EXERCISE MATERIALS:
## Begin

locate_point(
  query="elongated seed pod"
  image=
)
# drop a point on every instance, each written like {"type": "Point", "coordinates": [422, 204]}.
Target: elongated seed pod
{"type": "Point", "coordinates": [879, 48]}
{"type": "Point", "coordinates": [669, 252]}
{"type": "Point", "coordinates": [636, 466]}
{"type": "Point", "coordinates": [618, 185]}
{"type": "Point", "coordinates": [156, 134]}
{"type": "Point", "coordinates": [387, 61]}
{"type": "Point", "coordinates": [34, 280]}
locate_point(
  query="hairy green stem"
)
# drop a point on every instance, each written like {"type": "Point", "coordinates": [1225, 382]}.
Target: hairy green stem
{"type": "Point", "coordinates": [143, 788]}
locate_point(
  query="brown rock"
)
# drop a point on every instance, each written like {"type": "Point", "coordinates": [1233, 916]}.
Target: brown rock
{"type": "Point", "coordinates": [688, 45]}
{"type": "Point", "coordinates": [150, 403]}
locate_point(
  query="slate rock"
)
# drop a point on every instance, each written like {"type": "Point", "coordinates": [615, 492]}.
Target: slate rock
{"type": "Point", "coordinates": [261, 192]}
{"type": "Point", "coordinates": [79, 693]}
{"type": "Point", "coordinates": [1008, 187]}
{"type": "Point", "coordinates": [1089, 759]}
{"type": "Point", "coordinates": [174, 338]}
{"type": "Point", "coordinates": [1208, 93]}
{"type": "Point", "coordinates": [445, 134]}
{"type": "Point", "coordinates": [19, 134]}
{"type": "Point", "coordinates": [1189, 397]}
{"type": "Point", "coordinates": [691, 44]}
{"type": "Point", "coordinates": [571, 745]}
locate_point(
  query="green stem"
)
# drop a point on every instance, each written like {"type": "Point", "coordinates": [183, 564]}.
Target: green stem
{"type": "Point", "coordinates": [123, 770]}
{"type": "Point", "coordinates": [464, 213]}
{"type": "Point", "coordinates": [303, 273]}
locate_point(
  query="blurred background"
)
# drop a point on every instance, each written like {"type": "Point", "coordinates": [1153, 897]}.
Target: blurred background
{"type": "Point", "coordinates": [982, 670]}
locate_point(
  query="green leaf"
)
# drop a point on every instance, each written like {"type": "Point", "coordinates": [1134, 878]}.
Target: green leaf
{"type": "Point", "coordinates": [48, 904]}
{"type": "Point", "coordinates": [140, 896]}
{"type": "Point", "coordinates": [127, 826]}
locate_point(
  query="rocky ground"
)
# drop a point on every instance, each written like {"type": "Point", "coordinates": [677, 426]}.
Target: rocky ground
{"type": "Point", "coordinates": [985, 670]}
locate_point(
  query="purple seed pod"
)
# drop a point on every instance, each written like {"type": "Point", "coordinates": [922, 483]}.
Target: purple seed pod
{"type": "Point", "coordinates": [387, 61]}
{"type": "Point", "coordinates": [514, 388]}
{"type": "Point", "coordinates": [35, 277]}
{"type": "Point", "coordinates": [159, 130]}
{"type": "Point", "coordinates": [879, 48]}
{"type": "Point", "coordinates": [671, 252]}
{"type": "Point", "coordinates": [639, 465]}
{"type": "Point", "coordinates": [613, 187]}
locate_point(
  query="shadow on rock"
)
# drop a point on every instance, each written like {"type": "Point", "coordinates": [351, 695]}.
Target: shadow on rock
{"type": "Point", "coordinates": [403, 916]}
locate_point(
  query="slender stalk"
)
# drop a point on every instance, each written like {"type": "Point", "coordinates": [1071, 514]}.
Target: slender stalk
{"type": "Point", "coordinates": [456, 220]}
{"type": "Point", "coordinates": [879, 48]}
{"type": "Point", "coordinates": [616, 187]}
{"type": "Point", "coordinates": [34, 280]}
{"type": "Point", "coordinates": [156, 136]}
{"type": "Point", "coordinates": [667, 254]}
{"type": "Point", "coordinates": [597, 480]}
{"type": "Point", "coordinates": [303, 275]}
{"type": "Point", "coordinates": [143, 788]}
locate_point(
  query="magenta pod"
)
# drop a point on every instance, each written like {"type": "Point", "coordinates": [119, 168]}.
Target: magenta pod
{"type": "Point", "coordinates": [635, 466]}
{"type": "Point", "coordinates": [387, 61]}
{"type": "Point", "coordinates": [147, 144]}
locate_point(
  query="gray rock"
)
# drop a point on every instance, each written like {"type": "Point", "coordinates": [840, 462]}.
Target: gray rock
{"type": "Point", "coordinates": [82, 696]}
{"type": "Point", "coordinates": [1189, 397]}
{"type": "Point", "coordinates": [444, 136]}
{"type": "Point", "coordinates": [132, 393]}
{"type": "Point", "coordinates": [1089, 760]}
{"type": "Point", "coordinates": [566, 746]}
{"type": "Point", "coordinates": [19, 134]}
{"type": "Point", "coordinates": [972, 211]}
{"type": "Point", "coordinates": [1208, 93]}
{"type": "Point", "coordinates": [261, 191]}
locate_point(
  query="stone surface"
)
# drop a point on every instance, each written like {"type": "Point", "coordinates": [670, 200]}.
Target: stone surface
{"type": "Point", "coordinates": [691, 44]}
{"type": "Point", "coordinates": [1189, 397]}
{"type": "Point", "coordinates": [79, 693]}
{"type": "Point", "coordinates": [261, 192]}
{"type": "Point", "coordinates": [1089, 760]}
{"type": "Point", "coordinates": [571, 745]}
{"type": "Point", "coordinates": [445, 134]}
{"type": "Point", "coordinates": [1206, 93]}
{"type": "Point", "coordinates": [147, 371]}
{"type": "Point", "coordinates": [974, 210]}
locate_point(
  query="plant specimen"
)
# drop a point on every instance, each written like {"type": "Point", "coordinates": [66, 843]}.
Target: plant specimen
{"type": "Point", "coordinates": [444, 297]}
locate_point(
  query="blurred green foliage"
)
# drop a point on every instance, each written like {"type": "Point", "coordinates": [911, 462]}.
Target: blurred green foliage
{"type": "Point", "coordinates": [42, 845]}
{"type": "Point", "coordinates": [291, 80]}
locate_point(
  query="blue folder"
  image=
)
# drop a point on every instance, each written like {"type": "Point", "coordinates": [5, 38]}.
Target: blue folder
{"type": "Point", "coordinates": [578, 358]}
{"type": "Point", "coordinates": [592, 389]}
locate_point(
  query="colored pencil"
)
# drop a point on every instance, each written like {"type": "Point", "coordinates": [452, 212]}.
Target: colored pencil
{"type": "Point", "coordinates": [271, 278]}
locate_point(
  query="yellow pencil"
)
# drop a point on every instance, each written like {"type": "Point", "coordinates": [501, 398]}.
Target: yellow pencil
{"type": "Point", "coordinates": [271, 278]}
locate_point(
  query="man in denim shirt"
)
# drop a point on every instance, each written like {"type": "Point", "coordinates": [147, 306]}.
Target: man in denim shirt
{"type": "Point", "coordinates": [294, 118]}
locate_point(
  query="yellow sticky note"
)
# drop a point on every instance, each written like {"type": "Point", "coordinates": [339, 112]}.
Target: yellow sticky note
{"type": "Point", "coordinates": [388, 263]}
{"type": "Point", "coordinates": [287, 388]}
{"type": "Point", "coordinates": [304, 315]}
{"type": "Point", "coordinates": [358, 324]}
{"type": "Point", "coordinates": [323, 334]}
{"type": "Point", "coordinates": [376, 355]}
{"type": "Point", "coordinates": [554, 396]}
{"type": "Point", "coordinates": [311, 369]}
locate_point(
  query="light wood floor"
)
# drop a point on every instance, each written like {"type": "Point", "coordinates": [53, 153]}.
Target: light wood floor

## End

GIVEN TASK:
Take the listing above and set it down exactly.

WRITTEN ANSWER:
locate_point(
  query="elongated seed pod"
  image=
)
# drop a point on every instance, each written like {"type": "Point", "coordinates": [422, 204]}.
Target: elongated seed pod
{"type": "Point", "coordinates": [879, 48]}
{"type": "Point", "coordinates": [669, 252]}
{"type": "Point", "coordinates": [636, 466]}
{"type": "Point", "coordinates": [618, 185]}
{"type": "Point", "coordinates": [156, 134]}
{"type": "Point", "coordinates": [387, 61]}
{"type": "Point", "coordinates": [34, 280]}
locate_point(
  query="hairy green stem"
)
# drop a point on every instance, each written like {"type": "Point", "coordinates": [1225, 382]}.
Target: hairy green stem
{"type": "Point", "coordinates": [143, 788]}
locate_point(
  query="brown rock"
)
# drop a point on every instance, each written like {"type": "Point", "coordinates": [1233, 916]}.
Target: brown rock
{"type": "Point", "coordinates": [688, 45]}
{"type": "Point", "coordinates": [150, 403]}
locate_point(
  query="slate rock"
)
# drop a point on every instance, each written like {"type": "Point", "coordinates": [615, 492]}.
Target: slate rock
{"type": "Point", "coordinates": [261, 192]}
{"type": "Point", "coordinates": [79, 693]}
{"type": "Point", "coordinates": [1008, 187]}
{"type": "Point", "coordinates": [1089, 759]}
{"type": "Point", "coordinates": [174, 338]}
{"type": "Point", "coordinates": [1208, 93]}
{"type": "Point", "coordinates": [445, 134]}
{"type": "Point", "coordinates": [19, 134]}
{"type": "Point", "coordinates": [1189, 397]}
{"type": "Point", "coordinates": [691, 44]}
{"type": "Point", "coordinates": [571, 745]}
locate_point(
  query="green stem"
)
# drop a point on every instance, each written like {"type": "Point", "coordinates": [183, 564]}.
Target: green stem
{"type": "Point", "coordinates": [123, 770]}
{"type": "Point", "coordinates": [464, 213]}
{"type": "Point", "coordinates": [303, 273]}
locate_point(
  query="blurred background"
)
# drop a point on every instance, each written like {"type": "Point", "coordinates": [1153, 897]}.
Target: blurred background
{"type": "Point", "coordinates": [982, 670]}
locate_point(
  query="green leaf"
)
# drop a point on every instance, each written like {"type": "Point", "coordinates": [1134, 878]}.
Target: green leaf
{"type": "Point", "coordinates": [48, 904]}
{"type": "Point", "coordinates": [140, 896]}
{"type": "Point", "coordinates": [127, 826]}
locate_point(
  query="rocky ground"
)
# drop a point on every instance, each written like {"type": "Point", "coordinates": [677, 426]}.
Target: rocky ground
{"type": "Point", "coordinates": [985, 670]}
locate_point(
  query="purple seed pod"
)
# drop a point on every instance, each written like {"type": "Point", "coordinates": [922, 483]}.
Target: purple seed pod
{"type": "Point", "coordinates": [387, 61]}
{"type": "Point", "coordinates": [514, 388]}
{"type": "Point", "coordinates": [35, 277]}
{"type": "Point", "coordinates": [159, 130]}
{"type": "Point", "coordinates": [879, 48]}
{"type": "Point", "coordinates": [671, 252]}
{"type": "Point", "coordinates": [639, 465]}
{"type": "Point", "coordinates": [613, 187]}
locate_point(
  query="shadow on rock"
)
# drop a point on every instance, each written like {"type": "Point", "coordinates": [351, 695]}.
Target: shadow on rock
{"type": "Point", "coordinates": [403, 916]}
locate_point(
  query="slender stalk"
)
# drop a point on every instance, each written like {"type": "Point", "coordinates": [1071, 514]}.
Target: slender stalk
{"type": "Point", "coordinates": [456, 220]}
{"type": "Point", "coordinates": [879, 48]}
{"type": "Point", "coordinates": [616, 187]}
{"type": "Point", "coordinates": [34, 280]}
{"type": "Point", "coordinates": [156, 136]}
{"type": "Point", "coordinates": [667, 254]}
{"type": "Point", "coordinates": [597, 480]}
{"type": "Point", "coordinates": [303, 275]}
{"type": "Point", "coordinates": [143, 788]}
locate_point(
  query="magenta pod"
)
# drop a point on every instance, each written like {"type": "Point", "coordinates": [119, 168]}.
Target: magenta pod
{"type": "Point", "coordinates": [635, 466]}
{"type": "Point", "coordinates": [387, 61]}
{"type": "Point", "coordinates": [147, 144]}
locate_point(
  query="gray rock"
)
# drop a point on every instance, each written like {"type": "Point", "coordinates": [840, 462]}.
Target: gray rock
{"type": "Point", "coordinates": [82, 696]}
{"type": "Point", "coordinates": [1189, 397]}
{"type": "Point", "coordinates": [444, 136]}
{"type": "Point", "coordinates": [132, 393]}
{"type": "Point", "coordinates": [1089, 760]}
{"type": "Point", "coordinates": [566, 746]}
{"type": "Point", "coordinates": [19, 134]}
{"type": "Point", "coordinates": [972, 211]}
{"type": "Point", "coordinates": [1208, 93]}
{"type": "Point", "coordinates": [261, 191]}
locate_point(
  query="stone surface"
)
# drop a point on every instance, each written like {"type": "Point", "coordinates": [670, 200]}.
Target: stone surface
{"type": "Point", "coordinates": [691, 44]}
{"type": "Point", "coordinates": [1189, 397]}
{"type": "Point", "coordinates": [79, 693]}
{"type": "Point", "coordinates": [261, 192]}
{"type": "Point", "coordinates": [1089, 760]}
{"type": "Point", "coordinates": [571, 745]}
{"type": "Point", "coordinates": [445, 134]}
{"type": "Point", "coordinates": [1206, 93]}
{"type": "Point", "coordinates": [147, 371]}
{"type": "Point", "coordinates": [974, 210]}
locate_point(
  query="plant specimen"
)
# drop a point on every instance, each written like {"type": "Point", "coordinates": [66, 843]}.
Target: plant specimen
{"type": "Point", "coordinates": [444, 297]}
locate_point(
  query="blurred green foliage"
)
# drop a point on every instance, each written like {"type": "Point", "coordinates": [911, 462]}.
Target: blurred green foliage
{"type": "Point", "coordinates": [42, 845]}
{"type": "Point", "coordinates": [291, 80]}
locate_point(
  query="blue folder"
  image=
)
# drop a point on every instance, each written like {"type": "Point", "coordinates": [5, 38]}.
Target: blue folder
{"type": "Point", "coordinates": [578, 358]}
{"type": "Point", "coordinates": [592, 389]}
locate_point(
  query="colored pencil"
)
# drop a point on every instance, each written like {"type": "Point", "coordinates": [452, 212]}.
Target: colored pencil
{"type": "Point", "coordinates": [271, 278]}
locate_point(
  query="yellow pencil"
)
# drop a point on every instance, each written like {"type": "Point", "coordinates": [501, 398]}.
Target: yellow pencil
{"type": "Point", "coordinates": [271, 278]}
locate_point(
  query="man in denim shirt"
)
# drop a point on every instance, each written like {"type": "Point", "coordinates": [147, 306]}.
Target: man in denim shirt
{"type": "Point", "coordinates": [294, 118]}
locate_point(
  query="yellow sticky note"
)
# drop a point on every instance, each written like {"type": "Point", "coordinates": [339, 112]}.
Target: yellow sticky note
{"type": "Point", "coordinates": [388, 263]}
{"type": "Point", "coordinates": [287, 388]}
{"type": "Point", "coordinates": [304, 315]}
{"type": "Point", "coordinates": [358, 324]}
{"type": "Point", "coordinates": [323, 334]}
{"type": "Point", "coordinates": [376, 355]}
{"type": "Point", "coordinates": [554, 396]}
{"type": "Point", "coordinates": [311, 369]}
locate_point(
  query="light wood floor"
)
# drop a point on every instance, each written like {"type": "Point", "coordinates": [53, 153]}.
Target: light wood floor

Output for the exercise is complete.